### KUTIPAN

Saya memiliki pimpinan yang memiliki dua perusahaan sekaligus. Pimpinan perusahaan saya ingin meminjam uang perusahaan untuk membiayai perusahaan dia yang lain. Kami tidak membolehkan karena kami juga membutuhkan uang tersebut. Tetapi yang kami dapatkan adalah ancaman akan di-PHK, dengan tamparan sebagai bonus dan diancam akan ditusuk perutnya. Pada intinya, seringkali pimpinan mengancam karyawan dengan kekerasan lainnya. Belum lagi ia melecehkan wanita. Apakah ini termasuk pidana?
Daftar Isi
INTISARI JAWABAN
Pengancaman yang dilakukan seorang atasan/pimpinan perusahaan terhadap karyawannya dapat dikategorikan sebagai tindak pidana sebagaimana diatur dalam Pasal 335 KUHP atau Pasal 448 UU 1/2023.

### MATERI YANG DIBERIKAN
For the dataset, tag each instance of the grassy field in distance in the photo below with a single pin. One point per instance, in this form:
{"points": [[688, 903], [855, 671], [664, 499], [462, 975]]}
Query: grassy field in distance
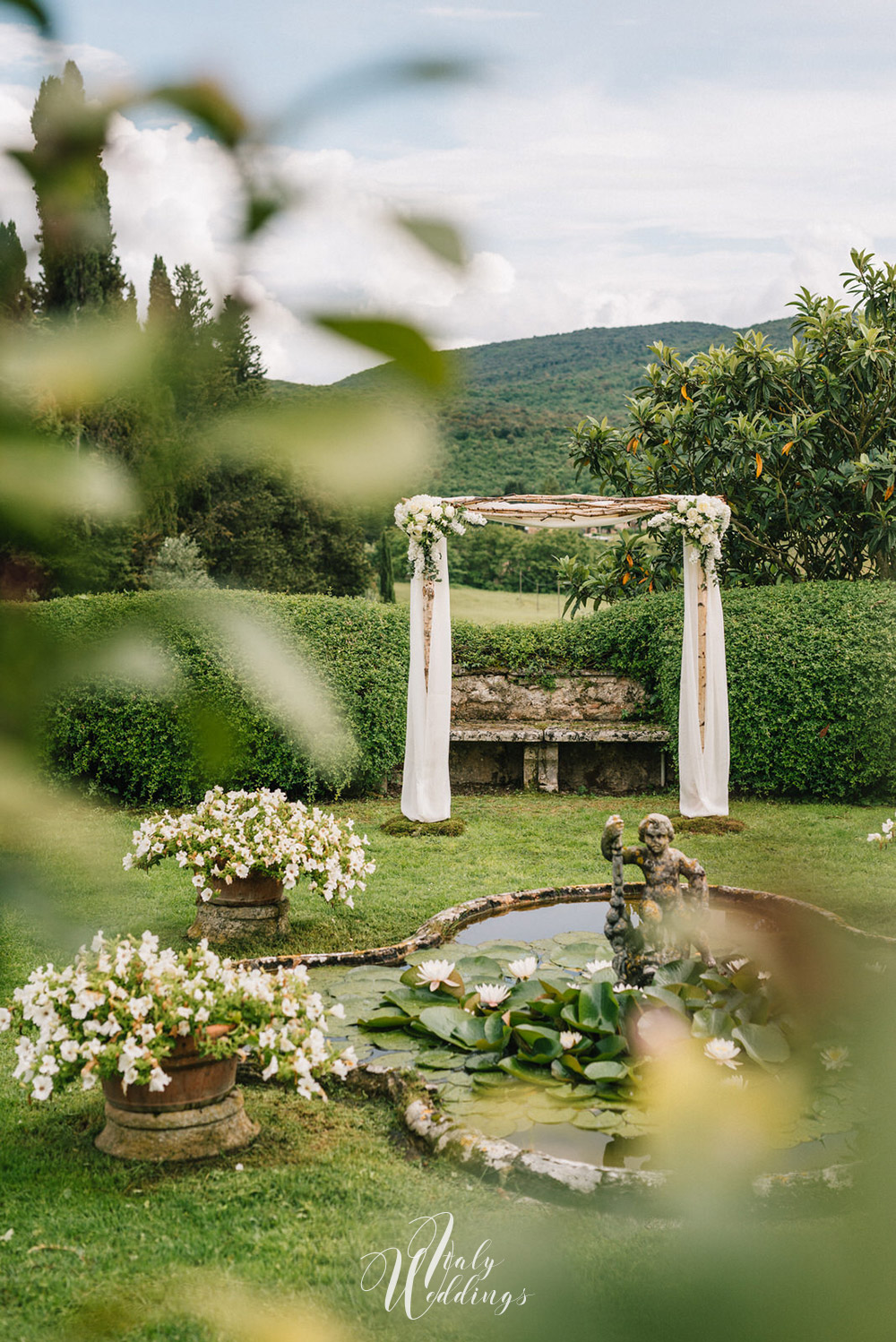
{"points": [[487, 606]]}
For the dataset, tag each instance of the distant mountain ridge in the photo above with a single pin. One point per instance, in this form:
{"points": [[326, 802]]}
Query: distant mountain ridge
{"points": [[509, 420]]}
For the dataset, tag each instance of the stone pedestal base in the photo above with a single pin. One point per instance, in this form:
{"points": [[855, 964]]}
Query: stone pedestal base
{"points": [[541, 765], [228, 922], [183, 1134]]}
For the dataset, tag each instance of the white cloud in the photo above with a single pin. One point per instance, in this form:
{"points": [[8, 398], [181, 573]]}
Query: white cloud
{"points": [[583, 208], [477, 15], [23, 48]]}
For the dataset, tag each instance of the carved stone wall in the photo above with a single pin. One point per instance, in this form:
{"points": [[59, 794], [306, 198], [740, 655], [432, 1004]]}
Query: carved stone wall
{"points": [[507, 697]]}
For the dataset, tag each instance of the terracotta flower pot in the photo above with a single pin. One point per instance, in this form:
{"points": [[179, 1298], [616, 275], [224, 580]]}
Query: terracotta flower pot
{"points": [[247, 906], [200, 1112], [247, 890], [194, 1080]]}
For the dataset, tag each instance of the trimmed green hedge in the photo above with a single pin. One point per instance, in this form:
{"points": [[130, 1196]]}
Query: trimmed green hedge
{"points": [[122, 740], [812, 676], [812, 682]]}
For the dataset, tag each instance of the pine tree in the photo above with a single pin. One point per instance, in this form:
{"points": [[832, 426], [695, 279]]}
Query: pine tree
{"points": [[80, 266], [192, 305], [242, 361], [15, 286], [162, 307]]}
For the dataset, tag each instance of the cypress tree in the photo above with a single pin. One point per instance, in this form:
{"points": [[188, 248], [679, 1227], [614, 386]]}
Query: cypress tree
{"points": [[15, 286], [386, 571], [80, 266], [162, 309]]}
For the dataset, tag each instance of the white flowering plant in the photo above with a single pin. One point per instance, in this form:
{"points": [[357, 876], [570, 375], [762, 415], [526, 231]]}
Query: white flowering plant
{"points": [[124, 1005], [234, 835], [885, 835], [426, 520], [702, 520]]}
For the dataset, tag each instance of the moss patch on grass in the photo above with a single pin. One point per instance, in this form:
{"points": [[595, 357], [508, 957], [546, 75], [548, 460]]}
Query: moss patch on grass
{"points": [[707, 824], [420, 829]]}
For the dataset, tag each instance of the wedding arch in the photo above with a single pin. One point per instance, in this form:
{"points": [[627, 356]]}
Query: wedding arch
{"points": [[703, 706]]}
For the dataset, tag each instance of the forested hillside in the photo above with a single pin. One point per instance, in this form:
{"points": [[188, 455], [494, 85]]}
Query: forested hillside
{"points": [[506, 426]]}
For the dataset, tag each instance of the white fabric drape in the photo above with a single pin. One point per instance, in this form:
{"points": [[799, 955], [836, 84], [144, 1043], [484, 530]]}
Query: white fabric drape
{"points": [[426, 789], [703, 770]]}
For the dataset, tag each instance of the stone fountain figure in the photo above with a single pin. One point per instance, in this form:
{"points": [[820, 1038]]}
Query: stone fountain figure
{"points": [[671, 914]]}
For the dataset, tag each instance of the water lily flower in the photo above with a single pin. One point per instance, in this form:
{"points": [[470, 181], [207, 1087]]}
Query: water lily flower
{"points": [[523, 968], [722, 1051], [435, 972], [493, 994], [836, 1058]]}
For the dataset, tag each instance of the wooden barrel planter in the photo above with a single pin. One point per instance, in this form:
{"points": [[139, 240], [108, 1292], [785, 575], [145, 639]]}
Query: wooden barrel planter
{"points": [[200, 1112], [245, 908]]}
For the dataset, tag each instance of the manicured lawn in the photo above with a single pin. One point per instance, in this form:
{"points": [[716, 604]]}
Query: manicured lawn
{"points": [[488, 606], [518, 841], [102, 1248]]}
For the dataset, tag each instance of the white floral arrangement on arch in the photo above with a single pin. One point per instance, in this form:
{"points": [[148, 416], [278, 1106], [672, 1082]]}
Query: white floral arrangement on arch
{"points": [[702, 520], [121, 1008], [426, 520], [235, 835]]}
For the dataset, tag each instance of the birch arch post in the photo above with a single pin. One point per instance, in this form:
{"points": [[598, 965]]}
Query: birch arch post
{"points": [[703, 705]]}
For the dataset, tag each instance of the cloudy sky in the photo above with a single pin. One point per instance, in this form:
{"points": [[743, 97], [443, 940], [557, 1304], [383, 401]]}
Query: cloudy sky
{"points": [[609, 164]]}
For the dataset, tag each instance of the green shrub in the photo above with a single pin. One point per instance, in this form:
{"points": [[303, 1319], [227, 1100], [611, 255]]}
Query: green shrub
{"points": [[812, 681], [812, 676], [116, 737]]}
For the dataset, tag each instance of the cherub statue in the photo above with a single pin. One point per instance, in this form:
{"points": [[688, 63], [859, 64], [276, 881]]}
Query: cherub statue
{"points": [[671, 913]]}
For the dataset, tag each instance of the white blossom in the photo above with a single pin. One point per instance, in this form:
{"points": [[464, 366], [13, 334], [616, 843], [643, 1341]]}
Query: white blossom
{"points": [[493, 994], [722, 1051], [435, 972]]}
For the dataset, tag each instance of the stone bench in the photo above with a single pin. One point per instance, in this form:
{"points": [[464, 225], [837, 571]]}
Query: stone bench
{"points": [[561, 733], [558, 757]]}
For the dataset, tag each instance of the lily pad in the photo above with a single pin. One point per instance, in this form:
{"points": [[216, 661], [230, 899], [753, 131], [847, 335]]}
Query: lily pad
{"points": [[589, 1121], [394, 1061], [439, 1059]]}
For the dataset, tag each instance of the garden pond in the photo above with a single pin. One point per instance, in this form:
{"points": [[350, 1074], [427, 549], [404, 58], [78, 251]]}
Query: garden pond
{"points": [[591, 1117]]}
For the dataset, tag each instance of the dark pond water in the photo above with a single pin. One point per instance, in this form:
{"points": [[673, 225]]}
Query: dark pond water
{"points": [[537, 924]]}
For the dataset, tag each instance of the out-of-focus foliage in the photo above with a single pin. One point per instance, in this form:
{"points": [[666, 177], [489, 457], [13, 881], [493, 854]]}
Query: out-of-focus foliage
{"points": [[110, 433], [507, 420], [178, 565], [628, 563], [797, 441]]}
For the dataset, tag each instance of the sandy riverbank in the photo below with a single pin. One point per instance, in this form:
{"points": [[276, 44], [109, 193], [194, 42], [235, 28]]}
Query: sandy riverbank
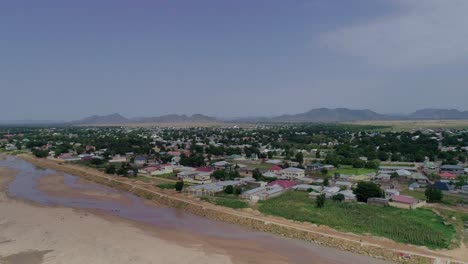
{"points": [[288, 228], [31, 234]]}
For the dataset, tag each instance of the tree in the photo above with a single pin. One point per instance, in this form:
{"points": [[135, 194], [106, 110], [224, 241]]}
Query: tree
{"points": [[256, 174], [219, 174], [237, 191], [366, 190], [382, 155], [40, 153], [229, 189], [433, 195], [324, 171], [338, 197], [320, 201], [110, 169], [179, 186], [300, 157], [326, 181]]}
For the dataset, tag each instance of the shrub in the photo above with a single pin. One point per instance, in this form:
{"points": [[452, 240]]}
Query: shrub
{"points": [[320, 201], [179, 186], [338, 197]]}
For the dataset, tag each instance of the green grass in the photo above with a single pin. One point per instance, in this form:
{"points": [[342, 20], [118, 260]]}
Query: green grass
{"points": [[166, 186], [165, 175], [446, 199], [418, 227], [397, 165], [143, 179], [261, 166], [231, 202], [458, 219], [350, 171]]}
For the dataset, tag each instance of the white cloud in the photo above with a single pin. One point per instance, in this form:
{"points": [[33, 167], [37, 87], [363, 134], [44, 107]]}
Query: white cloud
{"points": [[424, 33]]}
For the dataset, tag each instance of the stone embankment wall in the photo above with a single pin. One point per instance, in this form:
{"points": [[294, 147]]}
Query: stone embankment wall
{"points": [[255, 223]]}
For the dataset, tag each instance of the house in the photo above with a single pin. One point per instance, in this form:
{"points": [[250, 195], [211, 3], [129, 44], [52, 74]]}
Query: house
{"points": [[283, 184], [429, 165], [358, 178], [403, 173], [118, 159], [292, 173], [464, 189], [419, 178], [158, 170], [344, 184], [210, 189], [186, 174], [455, 169], [447, 175], [330, 191], [383, 177], [275, 169], [390, 192], [413, 186], [397, 168], [221, 164], [306, 187], [405, 202], [348, 195], [140, 160], [443, 186], [314, 166], [378, 201], [274, 162], [262, 193], [270, 174]]}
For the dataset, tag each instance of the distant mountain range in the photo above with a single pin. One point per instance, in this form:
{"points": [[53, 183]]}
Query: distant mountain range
{"points": [[331, 115], [322, 115], [436, 114], [119, 119]]}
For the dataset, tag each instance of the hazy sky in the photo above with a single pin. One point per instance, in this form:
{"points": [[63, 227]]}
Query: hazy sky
{"points": [[64, 60]]}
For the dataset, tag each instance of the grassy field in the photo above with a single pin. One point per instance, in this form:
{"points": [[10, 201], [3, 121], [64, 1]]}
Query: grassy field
{"points": [[262, 166], [350, 171], [231, 202], [397, 164], [418, 227], [457, 219], [166, 186], [447, 199]]}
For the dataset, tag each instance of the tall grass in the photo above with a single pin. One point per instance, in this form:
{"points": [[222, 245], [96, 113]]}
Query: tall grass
{"points": [[418, 227]]}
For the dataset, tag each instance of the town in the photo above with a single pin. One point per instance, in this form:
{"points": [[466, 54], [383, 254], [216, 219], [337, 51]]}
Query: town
{"points": [[316, 173]]}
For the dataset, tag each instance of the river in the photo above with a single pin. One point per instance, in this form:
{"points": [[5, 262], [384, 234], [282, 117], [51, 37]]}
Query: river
{"points": [[239, 242]]}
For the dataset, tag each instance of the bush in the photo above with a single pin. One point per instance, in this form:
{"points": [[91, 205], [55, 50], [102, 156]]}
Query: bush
{"points": [[110, 169], [179, 186], [320, 201], [229, 189], [40, 153], [338, 197], [433, 195], [366, 190]]}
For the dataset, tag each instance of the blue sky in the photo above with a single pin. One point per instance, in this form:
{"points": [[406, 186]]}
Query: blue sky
{"points": [[63, 60]]}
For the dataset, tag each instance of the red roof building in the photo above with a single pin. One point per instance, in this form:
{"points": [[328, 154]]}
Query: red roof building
{"points": [[275, 168], [447, 176], [204, 169], [403, 199], [283, 184]]}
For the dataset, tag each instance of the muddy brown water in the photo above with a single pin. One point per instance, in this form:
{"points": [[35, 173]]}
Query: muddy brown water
{"points": [[239, 242]]}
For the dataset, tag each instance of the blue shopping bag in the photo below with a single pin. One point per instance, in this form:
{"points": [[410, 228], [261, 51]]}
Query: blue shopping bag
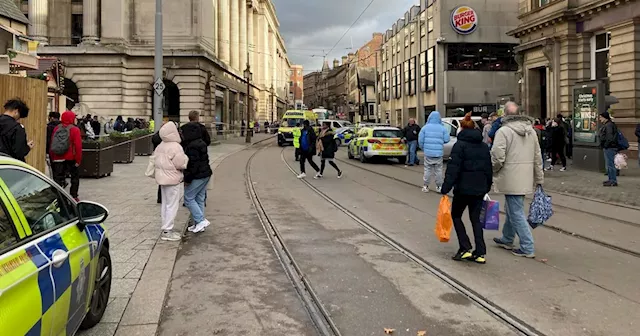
{"points": [[490, 214], [540, 209]]}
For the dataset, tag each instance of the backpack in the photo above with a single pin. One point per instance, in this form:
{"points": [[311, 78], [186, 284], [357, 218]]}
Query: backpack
{"points": [[60, 142]]}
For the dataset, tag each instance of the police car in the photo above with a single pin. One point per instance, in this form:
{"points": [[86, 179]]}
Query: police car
{"points": [[378, 141], [55, 267]]}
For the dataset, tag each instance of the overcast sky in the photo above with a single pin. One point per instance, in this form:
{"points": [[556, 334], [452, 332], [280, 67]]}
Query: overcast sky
{"points": [[309, 26]]}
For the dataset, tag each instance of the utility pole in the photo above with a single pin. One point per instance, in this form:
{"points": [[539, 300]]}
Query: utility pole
{"points": [[158, 85]]}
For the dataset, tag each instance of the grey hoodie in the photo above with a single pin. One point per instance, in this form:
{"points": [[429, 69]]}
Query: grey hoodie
{"points": [[516, 157]]}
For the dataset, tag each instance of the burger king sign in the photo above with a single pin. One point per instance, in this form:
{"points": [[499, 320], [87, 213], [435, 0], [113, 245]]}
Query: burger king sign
{"points": [[464, 20]]}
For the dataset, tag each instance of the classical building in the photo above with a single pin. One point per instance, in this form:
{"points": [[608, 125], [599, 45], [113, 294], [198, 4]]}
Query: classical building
{"points": [[564, 42], [452, 56], [108, 52], [296, 87]]}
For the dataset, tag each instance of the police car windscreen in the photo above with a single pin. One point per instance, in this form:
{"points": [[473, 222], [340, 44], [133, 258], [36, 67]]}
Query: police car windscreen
{"points": [[293, 122], [387, 134]]}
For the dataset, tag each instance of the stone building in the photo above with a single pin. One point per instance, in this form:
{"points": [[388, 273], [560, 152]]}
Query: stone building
{"points": [[108, 53], [296, 87], [452, 56], [563, 42]]}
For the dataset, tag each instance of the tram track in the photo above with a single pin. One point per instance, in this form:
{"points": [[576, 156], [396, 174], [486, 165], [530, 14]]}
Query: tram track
{"points": [[320, 317], [493, 309], [545, 226]]}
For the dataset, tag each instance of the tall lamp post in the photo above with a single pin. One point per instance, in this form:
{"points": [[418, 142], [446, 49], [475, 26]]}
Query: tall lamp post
{"points": [[247, 76]]}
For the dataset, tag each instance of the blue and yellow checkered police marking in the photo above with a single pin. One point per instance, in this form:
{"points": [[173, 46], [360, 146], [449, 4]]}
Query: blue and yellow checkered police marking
{"points": [[39, 298]]}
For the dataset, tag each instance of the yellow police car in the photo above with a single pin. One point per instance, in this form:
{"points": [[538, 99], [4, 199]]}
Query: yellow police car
{"points": [[55, 268], [378, 141]]}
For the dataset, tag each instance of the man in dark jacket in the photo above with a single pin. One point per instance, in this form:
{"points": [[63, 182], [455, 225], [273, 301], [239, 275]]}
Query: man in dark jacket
{"points": [[410, 136], [307, 148], [13, 137], [196, 140], [609, 144], [470, 175]]}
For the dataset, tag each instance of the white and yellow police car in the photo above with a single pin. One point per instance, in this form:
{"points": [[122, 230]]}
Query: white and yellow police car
{"points": [[55, 268]]}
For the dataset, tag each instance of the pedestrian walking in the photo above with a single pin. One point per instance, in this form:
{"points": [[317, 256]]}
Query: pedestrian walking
{"points": [[296, 141], [66, 153], [431, 140], [410, 136], [327, 148], [558, 144], [307, 148], [517, 167], [170, 162], [13, 137], [470, 176], [196, 141], [609, 144]]}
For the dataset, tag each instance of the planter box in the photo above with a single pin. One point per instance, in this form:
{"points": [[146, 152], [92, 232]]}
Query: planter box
{"points": [[124, 151], [143, 145], [97, 160]]}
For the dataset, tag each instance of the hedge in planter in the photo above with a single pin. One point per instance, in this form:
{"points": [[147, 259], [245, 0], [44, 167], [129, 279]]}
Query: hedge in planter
{"points": [[97, 158], [142, 139], [124, 147]]}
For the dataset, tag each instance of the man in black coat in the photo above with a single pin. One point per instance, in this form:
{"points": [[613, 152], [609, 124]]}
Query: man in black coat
{"points": [[470, 175]]}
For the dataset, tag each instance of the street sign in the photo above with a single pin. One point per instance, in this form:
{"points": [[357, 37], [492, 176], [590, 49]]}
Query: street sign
{"points": [[159, 86]]}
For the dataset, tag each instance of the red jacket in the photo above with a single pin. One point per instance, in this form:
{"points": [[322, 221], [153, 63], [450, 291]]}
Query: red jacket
{"points": [[75, 140]]}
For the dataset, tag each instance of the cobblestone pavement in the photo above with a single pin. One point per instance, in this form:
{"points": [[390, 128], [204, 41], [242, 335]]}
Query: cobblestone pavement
{"points": [[142, 264]]}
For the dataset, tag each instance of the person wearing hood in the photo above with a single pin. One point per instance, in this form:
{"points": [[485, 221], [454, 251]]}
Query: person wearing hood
{"points": [[431, 140], [195, 142], [517, 166], [13, 137], [170, 162], [327, 148], [470, 175], [65, 153]]}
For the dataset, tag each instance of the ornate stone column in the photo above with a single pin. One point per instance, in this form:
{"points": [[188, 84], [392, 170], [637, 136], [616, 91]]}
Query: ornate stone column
{"points": [[90, 18], [223, 32], [243, 35], [39, 18]]}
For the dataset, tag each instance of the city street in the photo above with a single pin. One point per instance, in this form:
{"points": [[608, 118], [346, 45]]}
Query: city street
{"points": [[360, 255]]}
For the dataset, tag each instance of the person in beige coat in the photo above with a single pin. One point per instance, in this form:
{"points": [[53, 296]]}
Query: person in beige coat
{"points": [[517, 169], [170, 160]]}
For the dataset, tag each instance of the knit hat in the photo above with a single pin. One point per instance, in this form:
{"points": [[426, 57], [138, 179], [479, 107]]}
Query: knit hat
{"points": [[467, 122]]}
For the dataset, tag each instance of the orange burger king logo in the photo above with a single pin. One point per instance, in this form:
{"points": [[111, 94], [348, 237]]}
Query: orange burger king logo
{"points": [[464, 20]]}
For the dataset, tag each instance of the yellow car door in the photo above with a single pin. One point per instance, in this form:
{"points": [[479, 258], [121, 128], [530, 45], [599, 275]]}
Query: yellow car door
{"points": [[60, 251]]}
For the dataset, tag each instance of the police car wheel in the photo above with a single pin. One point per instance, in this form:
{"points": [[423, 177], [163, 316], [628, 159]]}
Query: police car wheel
{"points": [[101, 290]]}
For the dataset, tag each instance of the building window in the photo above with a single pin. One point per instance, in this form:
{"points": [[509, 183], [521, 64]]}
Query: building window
{"points": [[600, 45], [431, 69], [481, 57], [423, 72]]}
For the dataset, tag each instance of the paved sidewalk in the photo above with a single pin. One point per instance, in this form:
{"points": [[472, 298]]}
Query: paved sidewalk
{"points": [[142, 264]]}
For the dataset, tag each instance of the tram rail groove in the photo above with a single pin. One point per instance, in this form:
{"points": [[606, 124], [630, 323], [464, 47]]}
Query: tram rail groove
{"points": [[320, 317], [545, 226], [500, 314]]}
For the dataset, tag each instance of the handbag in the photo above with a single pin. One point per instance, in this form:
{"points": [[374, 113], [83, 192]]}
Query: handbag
{"points": [[151, 167]]}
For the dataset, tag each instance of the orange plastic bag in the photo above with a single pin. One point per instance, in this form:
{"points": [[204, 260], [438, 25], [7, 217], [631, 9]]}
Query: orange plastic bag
{"points": [[443, 220]]}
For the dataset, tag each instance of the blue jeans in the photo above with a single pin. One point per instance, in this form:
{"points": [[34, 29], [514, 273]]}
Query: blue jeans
{"points": [[516, 223], [413, 151], [194, 197], [609, 155]]}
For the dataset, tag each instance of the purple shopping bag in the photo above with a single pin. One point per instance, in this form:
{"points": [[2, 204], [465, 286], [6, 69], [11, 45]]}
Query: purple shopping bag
{"points": [[490, 214]]}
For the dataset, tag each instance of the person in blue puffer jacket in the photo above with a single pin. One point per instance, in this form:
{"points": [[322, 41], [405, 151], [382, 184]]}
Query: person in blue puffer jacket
{"points": [[431, 140]]}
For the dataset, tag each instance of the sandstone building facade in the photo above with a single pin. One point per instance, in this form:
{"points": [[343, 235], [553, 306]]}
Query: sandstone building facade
{"points": [[107, 47]]}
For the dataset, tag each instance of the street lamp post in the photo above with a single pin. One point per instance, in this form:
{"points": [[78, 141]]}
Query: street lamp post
{"points": [[247, 76]]}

### DAFTAR TUGAS
1/ Menurut kutipan tentang ancaman oleh pimpinan perusahaan, pasal apa yang mengatur pengancaman oleh atasan terhadap karyawan sebagai tindak pidana?
2/ Lanjutkan kutipan tentang ancaman oleh pimpinan perusahaan, dimulai setelah kalimat terakhirnya.

### HASIL TIAP TUGAS
1/ Pasal 335 KUHP atau Pasal 448 UU 1/2023.

2/
Selain itu, UU Ketenagakerjaan telah mengatur bahwa pekerja/buruh dapat mengajukan permohonan pemutusan hubungan kerja kepada lembaga penyelesaian perselisihan hubungan industrial dalam hal pengusaha menganiaya, menghina secara kasar, atau mengancam pekerja/buruh.
Bagaimana bunyi dasar hukum selengkapnya?
Penjelasan lebih lanjut dapat Anda baca ulasan di bawah ini.
ULASAN LENGKAP
Terima kasih atas pertanyaan Anda.
Artikel di bawah ini adalah pemutakhiran dari artikel dengan judul Jerat Pidana bagi Pimpinan yang Gemar Mengancam Karyawan yang dibuat oleh Hosiana D.A. Gultom, S.H., M.H. dari LKBH Fakultas Hukum UPH dan dipublikasikan pada 30 Desember 2019.
Artikel ini dibuat berdasarkan KUHP lama dan UU 1/2023 tentang KUHP yang diundangkan pada tanggal 2 Januari 2023.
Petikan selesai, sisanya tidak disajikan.